PROBLEM DESCRIPTION: All of the records below need to be returned exactly.

Natural-language object grounding data:
== Segment start ==

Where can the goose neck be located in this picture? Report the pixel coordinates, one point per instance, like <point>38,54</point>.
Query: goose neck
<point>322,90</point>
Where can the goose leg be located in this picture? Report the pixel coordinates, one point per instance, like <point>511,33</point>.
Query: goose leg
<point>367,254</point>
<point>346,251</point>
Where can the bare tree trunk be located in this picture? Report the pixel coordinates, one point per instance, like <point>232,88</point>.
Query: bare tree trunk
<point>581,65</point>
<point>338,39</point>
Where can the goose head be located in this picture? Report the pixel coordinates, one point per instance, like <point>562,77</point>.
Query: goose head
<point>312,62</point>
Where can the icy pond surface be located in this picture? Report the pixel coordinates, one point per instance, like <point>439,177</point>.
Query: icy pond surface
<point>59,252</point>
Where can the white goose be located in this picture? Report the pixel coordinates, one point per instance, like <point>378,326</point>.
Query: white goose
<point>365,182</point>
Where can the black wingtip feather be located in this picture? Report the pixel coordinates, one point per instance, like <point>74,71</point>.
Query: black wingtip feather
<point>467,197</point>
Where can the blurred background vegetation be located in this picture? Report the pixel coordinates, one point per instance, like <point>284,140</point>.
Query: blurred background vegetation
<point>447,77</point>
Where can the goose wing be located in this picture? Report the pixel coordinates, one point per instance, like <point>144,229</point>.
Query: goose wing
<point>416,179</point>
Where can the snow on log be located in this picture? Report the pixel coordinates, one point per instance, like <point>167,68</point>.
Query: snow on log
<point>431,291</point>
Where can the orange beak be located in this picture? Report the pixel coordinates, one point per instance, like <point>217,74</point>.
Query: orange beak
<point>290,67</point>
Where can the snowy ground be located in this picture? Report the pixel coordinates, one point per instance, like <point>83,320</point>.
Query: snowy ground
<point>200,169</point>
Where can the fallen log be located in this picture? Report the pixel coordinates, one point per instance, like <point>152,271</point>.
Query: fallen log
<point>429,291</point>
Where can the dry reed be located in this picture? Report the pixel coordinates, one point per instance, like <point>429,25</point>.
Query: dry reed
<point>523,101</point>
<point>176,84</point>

== Segment end ==

RESULT BELOW:
Where can the goose neck be located in this picture? Report the pixel coordinates, one point per instance, like <point>38,54</point>.
Query: goose neck
<point>322,90</point>
Where can the goose leg be located in this picture? Report the pixel coordinates, one point per instance, like <point>511,33</point>.
Query: goose leg
<point>367,254</point>
<point>346,251</point>
Where can the bare tree trunk be located in this picture? Report the pixel coordinates, one point per instance, like <point>232,88</point>.
Query: bare tree trunk
<point>581,65</point>
<point>338,39</point>
Where can the goose head be located in this picture? Report the pixel coordinates, one point per instance, like <point>562,77</point>.
Query: goose head
<point>312,62</point>
Where can the icy pond surface be located in this picture? Report the pixel coordinates, one point per instance, like <point>439,177</point>.
Query: icy pond surface
<point>59,252</point>
Where can the white goose be located in this picture? Report the pixel coordinates, one point per instance, like <point>378,326</point>.
Query: white goose
<point>365,182</point>
Where can the black wingtip feather be located in this picture? Report the pixel coordinates, one point per instance, like <point>74,71</point>.
Query: black wingtip feather
<point>467,197</point>
Where can the blurred background vegetation be located in this picture? Report the pixel coordinates, one point per instance, like <point>284,140</point>.
Query: blurred background vegetation
<point>447,77</point>
Where can the goose wing be located in this picture? Report the pixel coordinates, one point per instance, like <point>144,229</point>.
Query: goose wing
<point>416,179</point>
Where can the snow on log be located in this picture? Report the pixel coordinates, one point per instance, like <point>167,68</point>.
Query: snow on log
<point>431,291</point>
Where can the orange beak be located in this picture? Report the pixel coordinates, one point per instance, like <point>217,74</point>.
Query: orange beak
<point>290,67</point>
Where can the snowy ground be located in this picture? Report the pixel coordinates, one point per instance, like <point>83,320</point>.
Query: snowy ground
<point>200,169</point>
Where can the fallen log be located in this picture? Report the pixel coordinates, one point per instance, like <point>152,271</point>.
Query: fallen log
<point>429,291</point>
Where can the dry reed be located in this picture? Report the pixel coordinates, one point per instance, like <point>429,25</point>.
Query: dry reed
<point>523,101</point>
<point>176,84</point>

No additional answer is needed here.